> **WHAT YOU HAVE TO DO**:
Edit each row below so that "shelf-audit log" becomes "site inspection record", and leave every other part of the lines as it is.

[Object point labels]
## Start

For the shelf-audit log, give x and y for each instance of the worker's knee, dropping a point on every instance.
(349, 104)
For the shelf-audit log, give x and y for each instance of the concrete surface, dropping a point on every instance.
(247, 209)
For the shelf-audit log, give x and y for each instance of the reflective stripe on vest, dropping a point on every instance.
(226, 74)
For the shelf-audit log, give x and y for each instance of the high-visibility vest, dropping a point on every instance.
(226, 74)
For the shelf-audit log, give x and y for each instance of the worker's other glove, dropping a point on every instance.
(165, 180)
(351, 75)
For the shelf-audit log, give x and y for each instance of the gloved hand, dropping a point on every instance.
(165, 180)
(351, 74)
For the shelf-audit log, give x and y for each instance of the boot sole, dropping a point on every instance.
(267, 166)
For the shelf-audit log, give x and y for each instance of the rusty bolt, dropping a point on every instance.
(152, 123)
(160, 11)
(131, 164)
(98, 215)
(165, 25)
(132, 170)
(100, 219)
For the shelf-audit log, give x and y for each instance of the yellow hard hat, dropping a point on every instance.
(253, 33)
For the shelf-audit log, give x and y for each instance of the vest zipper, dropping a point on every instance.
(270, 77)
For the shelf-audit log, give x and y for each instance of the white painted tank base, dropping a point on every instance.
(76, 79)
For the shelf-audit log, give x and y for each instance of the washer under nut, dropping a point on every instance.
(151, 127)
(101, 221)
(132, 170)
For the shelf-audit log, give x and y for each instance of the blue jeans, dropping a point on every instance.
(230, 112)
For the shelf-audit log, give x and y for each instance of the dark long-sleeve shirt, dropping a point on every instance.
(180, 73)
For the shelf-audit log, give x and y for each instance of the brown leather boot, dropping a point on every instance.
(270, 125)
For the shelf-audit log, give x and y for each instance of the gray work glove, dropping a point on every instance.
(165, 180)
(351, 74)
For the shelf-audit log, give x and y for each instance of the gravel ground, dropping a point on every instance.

## End

> **WRITTEN REPLY**:
For the site inspection record, give x and y for each instance of the worker's knee, dropping a point on every instance.
(349, 104)
For the site inspection record, give x and y for each instance of the concrete surface, dropping a point on every instance.
(247, 209)
For the site inspection record, give x and y for each instance of the reflective stripe on vest, dropping a point on every instance.
(226, 74)
For the site inspection record, give x and y for each instance of the high-visibility vest, dropping a point on every instance.
(226, 74)
For the site inspection record, give x and y for each instance of the worker's other glove, dropping a point on every instance.
(165, 180)
(351, 75)
For the site inspection record, give x and y for each instance of the gloved hand, dropping a point on every instance.
(165, 180)
(351, 74)
For the site inspection record, give x and y for each instance of the boot sole, dropping a point on every instance.
(267, 166)
For the site inspection record, give x and y for each instance of the rusty bolt, dropping a point on every instance.
(152, 123)
(160, 11)
(131, 164)
(98, 215)
(165, 25)
(132, 170)
(100, 219)
For the site inspection record, give x and y for each instance of the yellow hard hat, dropping a point on every instance.
(253, 33)
For the site inspection record, give x and y for each instance of the vest zipper, dropping a point on every instance.
(270, 77)
For the site inspection record, give x and y for each instance of the white painted tank base, dropping a point on every instance.
(76, 79)
For the site inspection record, give x and y for each instance of the washer under nut, dropping a point on every instance.
(151, 127)
(101, 221)
(132, 170)
For the site inspection record, give x and y for each instance of the blue jeans, dropping a point on every instance.
(230, 112)
For the site inspection record, give x and y for each instance of the dark long-sleeve shirt, dropping a point on every instance.
(180, 73)
For the site inspection record, give x and y for each instance of the brown leather boot, dropping a point on every instance.
(270, 125)
For the site inspection record, give x and y for each instance of the gray work glove, dropping a point on every instance.
(165, 180)
(351, 74)
For the site inspection record, give x and y for each instance of the gravel ground, dropping a point on every instance.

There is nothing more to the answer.